[Labeled area outlines]
★ ★ ★ ★ ★

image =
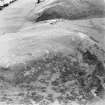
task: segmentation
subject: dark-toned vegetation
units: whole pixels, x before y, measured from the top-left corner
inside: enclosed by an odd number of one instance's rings
[[[81,54],[82,62],[77,56],[61,53],[51,53],[32,61],[26,69],[16,74],[15,85],[27,89],[27,97],[36,102],[43,99],[86,102],[95,96],[102,98],[104,64],[88,50]],[[36,97],[41,98],[37,100]]]

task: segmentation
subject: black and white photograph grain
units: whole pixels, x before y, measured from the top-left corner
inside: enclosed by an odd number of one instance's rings
[[[105,0],[0,0],[0,105],[105,105]]]

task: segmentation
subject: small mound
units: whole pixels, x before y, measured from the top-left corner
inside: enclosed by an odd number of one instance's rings
[[[96,1],[56,1],[52,4],[46,5],[47,8],[43,9],[41,16],[39,16],[36,21],[43,21],[55,18],[63,19],[84,19],[84,18],[94,18],[103,17],[105,15],[104,5],[100,1],[100,4],[95,3]]]

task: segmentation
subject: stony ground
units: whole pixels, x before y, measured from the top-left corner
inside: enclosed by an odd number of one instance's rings
[[[105,104],[104,3],[86,1],[18,0],[0,11],[0,105]]]

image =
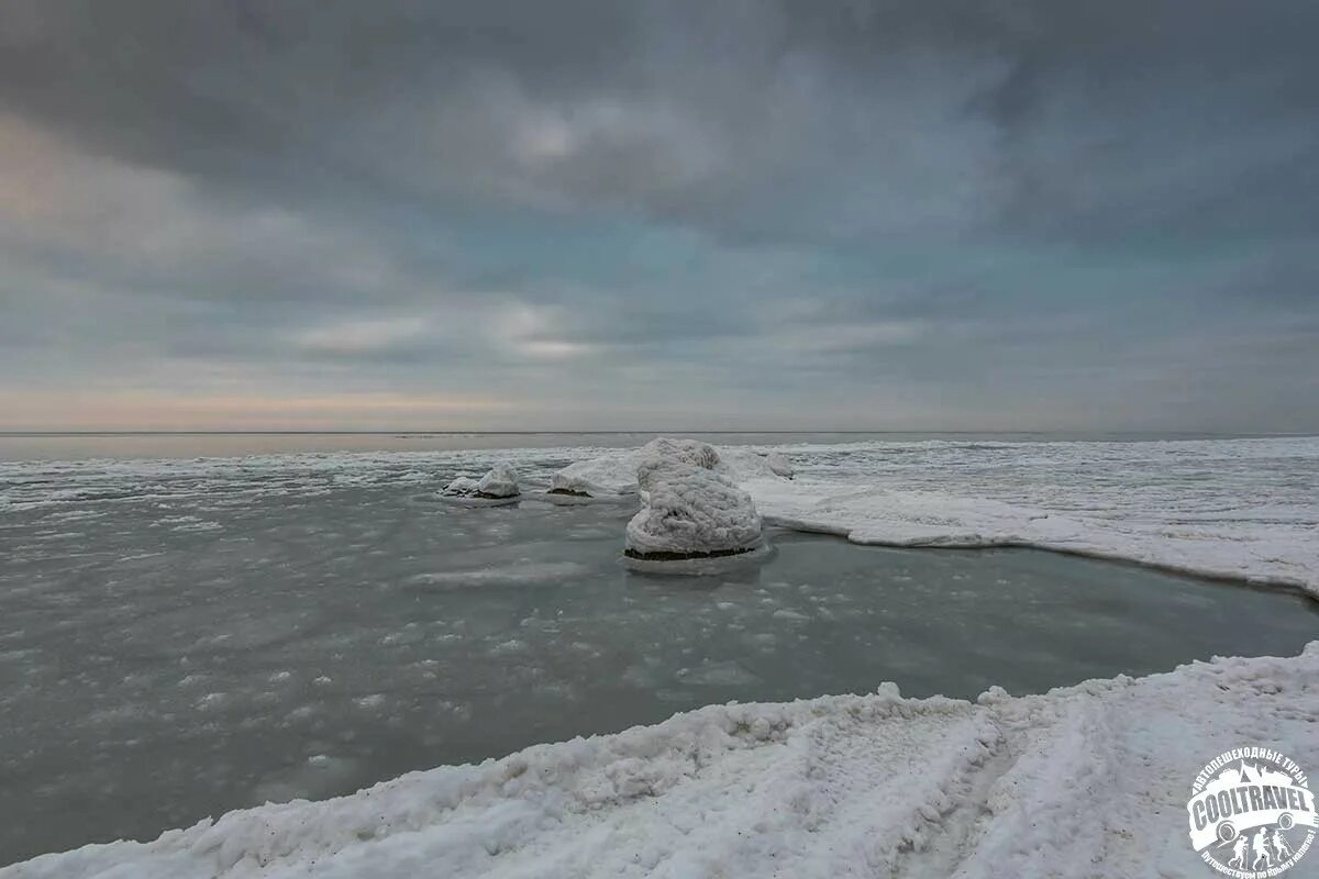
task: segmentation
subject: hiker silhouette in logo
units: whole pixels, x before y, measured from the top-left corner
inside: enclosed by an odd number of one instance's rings
[[[1252,870],[1260,868],[1260,862],[1264,866],[1269,866],[1269,836],[1265,833],[1264,828],[1260,828],[1254,833],[1254,863],[1250,865]]]
[[[1291,857],[1291,846],[1287,845],[1287,838],[1282,836],[1282,830],[1273,832],[1273,850],[1278,854],[1277,863],[1282,863]]]
[[[1237,837],[1237,841],[1232,843],[1232,859],[1228,861],[1229,867],[1240,867],[1245,870],[1245,837]]]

★ ★ ★ ★ ★

◆ **What is expected**: Output these records again word for word, leaving the pictures out of your answer.

◆ **Result for this task**:
image =
task: segmentation
subject: dark-toned vegetation
units: whole pixels, x before y, measured from the top-left corner
inside: enclosed by an odd number of one instance's rings
[[[81,54],[82,62],[77,56],[61,53],[51,53],[32,61],[26,69],[16,74],[15,85],[27,89],[27,97],[36,102],[43,99],[86,102],[95,96],[102,98],[104,64],[88,50]],[[36,97],[41,98],[37,100]]]

task: segmentation
subject: black and white photograph grain
units: whole pixels, x before y, measured from the top-left corner
inside: enclosed by an odd number of one instance's rings
[[[105,0],[0,0],[0,105],[105,105]]]

task: segmentation
subject: small mound
units: whole pixels, x before y, measured from the top-left corner
inside: enclosed by an odd number of one instance's rings
[[[96,1],[56,1],[52,4],[46,5],[47,8],[43,9],[41,16],[39,16],[36,21],[43,21],[55,18],[63,19],[84,19],[84,18],[94,18],[103,17],[105,15],[104,5],[100,1],[100,4],[95,3]]]

task: segmentation
subject: stony ground
units: whole pixels, x before y, measured from the top-left corner
inside: enclosed by an odd number of one instance's rings
[[[105,104],[104,3],[86,1],[18,0],[0,11],[0,105]]]

image =
task: segmentation
subject: hiker silhouette in logo
units: whole pixels, x before y, measured from the top-left corner
inside: enclosed by an odd number of one instance's rings
[[[1252,870],[1260,868],[1260,862],[1264,866],[1269,866],[1269,836],[1265,833],[1264,828],[1260,828],[1254,833],[1254,863],[1250,865]]]
[[[1291,857],[1291,846],[1287,845],[1287,838],[1282,836],[1282,830],[1273,832],[1273,850],[1278,854],[1277,863],[1282,863]]]
[[[1237,837],[1237,841],[1232,843],[1232,859],[1228,861],[1229,867],[1240,867],[1245,870],[1245,837]]]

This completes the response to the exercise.